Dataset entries
************

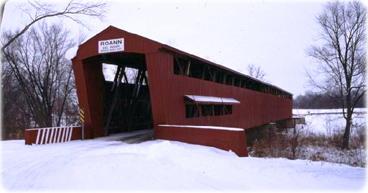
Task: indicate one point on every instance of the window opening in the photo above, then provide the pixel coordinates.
(192, 110)
(219, 110)
(228, 109)
(207, 110)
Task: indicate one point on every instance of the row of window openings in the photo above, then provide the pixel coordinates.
(193, 110)
(184, 67)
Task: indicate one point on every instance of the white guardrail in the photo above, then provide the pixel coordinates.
(53, 134)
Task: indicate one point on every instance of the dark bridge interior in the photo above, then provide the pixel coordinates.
(127, 100)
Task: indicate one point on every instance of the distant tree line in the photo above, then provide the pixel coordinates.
(38, 88)
(313, 100)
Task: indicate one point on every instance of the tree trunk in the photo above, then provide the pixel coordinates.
(346, 137)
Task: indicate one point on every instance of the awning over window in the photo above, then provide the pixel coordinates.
(210, 100)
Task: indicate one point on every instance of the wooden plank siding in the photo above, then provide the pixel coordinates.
(167, 89)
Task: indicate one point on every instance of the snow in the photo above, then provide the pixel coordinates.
(205, 127)
(107, 163)
(212, 99)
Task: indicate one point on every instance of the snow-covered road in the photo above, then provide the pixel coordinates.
(108, 164)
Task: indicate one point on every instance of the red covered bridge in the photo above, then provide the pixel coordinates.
(179, 95)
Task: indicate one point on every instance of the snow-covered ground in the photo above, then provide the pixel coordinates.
(108, 164)
(320, 123)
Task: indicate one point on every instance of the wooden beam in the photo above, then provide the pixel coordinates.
(115, 94)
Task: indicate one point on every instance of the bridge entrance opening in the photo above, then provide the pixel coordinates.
(127, 104)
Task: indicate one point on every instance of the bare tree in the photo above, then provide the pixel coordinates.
(15, 114)
(38, 10)
(43, 74)
(256, 72)
(340, 56)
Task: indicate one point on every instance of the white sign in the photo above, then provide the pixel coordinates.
(112, 45)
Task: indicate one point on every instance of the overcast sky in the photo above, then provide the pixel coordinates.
(271, 34)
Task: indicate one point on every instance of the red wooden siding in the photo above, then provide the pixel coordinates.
(167, 91)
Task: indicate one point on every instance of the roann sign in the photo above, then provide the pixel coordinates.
(113, 45)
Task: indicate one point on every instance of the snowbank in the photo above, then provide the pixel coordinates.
(105, 164)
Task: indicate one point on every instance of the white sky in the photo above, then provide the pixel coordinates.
(271, 34)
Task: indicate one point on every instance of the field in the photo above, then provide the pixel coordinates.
(319, 139)
(109, 163)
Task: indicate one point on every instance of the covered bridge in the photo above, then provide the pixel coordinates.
(180, 96)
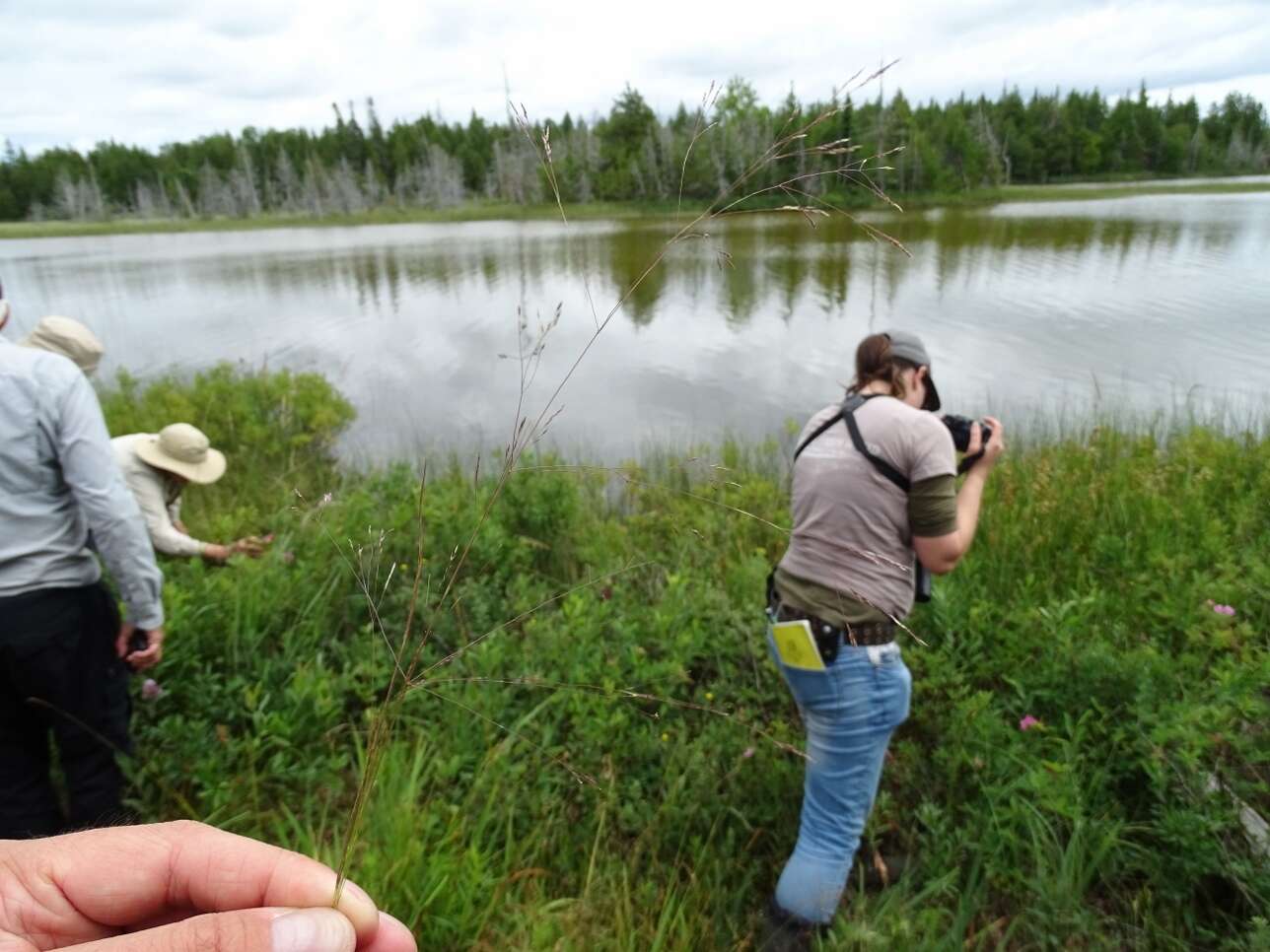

************

_Task to complete_: Pictures aside, write out all of the records exactly.

_Result for this task_:
Task: indicate one point on every instance of the window opening in the photo above, then provide the pixel coordinates.
(192, 110)
(219, 110)
(228, 109)
(207, 110)
Task: indicate one point on every instance of the row of window openings in the photo above, then provide the pixel coordinates.
(193, 110)
(184, 67)
Task: indicate one point on every instance of the white guardrail in the photo above, then provide the pixel coordinates.
(53, 134)
Task: indicate one point on every instance of the dark bridge interior in the photo above, then provide the pixel coordinates.
(127, 100)
Task: indicate one point on every instance of the distant tree line in the photo above, then provide the pixel coordinates.
(38, 88)
(313, 100)
Task: indicate one point on every instance of the tree trunk in the photo above, then provide the pixel coordinates.
(346, 137)
Task: indicate one point on every instance of the awning over window in the photo above, then provide the pixel coordinates.
(210, 100)
Task: indicate one point on every instance of the wooden plank siding in the photo above, then provide the pixel coordinates.
(167, 89)
Task: indicate one point on every instance of the snow in the photo above, then provide the pixel coordinates.
(205, 127)
(107, 163)
(212, 99)
Task: indicate one point on every instance of the snow-covered road in the photo above, then provide the pixel coordinates.
(108, 164)
Task: indicate one point on every instance of the red covered bridge in the photo above, then provide the pixel coordinates.
(179, 95)
Task: indicate one point on every instance of the snow-covered ground in the photo above, then provide the pixel coordinates.
(108, 164)
(320, 123)
Task: indicate one point on every instance of the wooden beam in the photo above, then provide the pixel coordinates.
(115, 94)
Task: indicate one point on every instance of the bridge entrance opening in the photo above, then provide the pixel coordinates.
(127, 104)
Task: indicate one point on every instance of the bare tree in the photo above, then provide the pixel coordinates.
(15, 114)
(38, 10)
(43, 74)
(256, 72)
(340, 56)
Task: indicate one point on every instance of the white sign in the photo above, then provide the pixel coordinates.
(112, 45)
Task: indicate one point on every instance of the overcast sky in the photo above, then provide the pixel coordinates.
(271, 34)
Task: indicate one point on every instance of the red wooden siding in the photo above, then provide the pixel coordinates.
(167, 91)
Task: indicate one point on every instance of the roann sign in the photo above, then provide the pixel coordinates.
(113, 45)
Task: indicate one point on every instance of the snowbank in the photo above, then provide the pixel coordinates.
(105, 164)
Task: indicate one point on every instance of the white sky in the photo above, then provide the pixel coordinates.
(271, 34)
Task: indicate one point on every instance of the field in the photo above, then provide the pixel coordinates.
(319, 139)
(109, 163)
Task: indicate one point on every instance of the covered bridge in the photo above, then provide the pixel coordinates.
(180, 96)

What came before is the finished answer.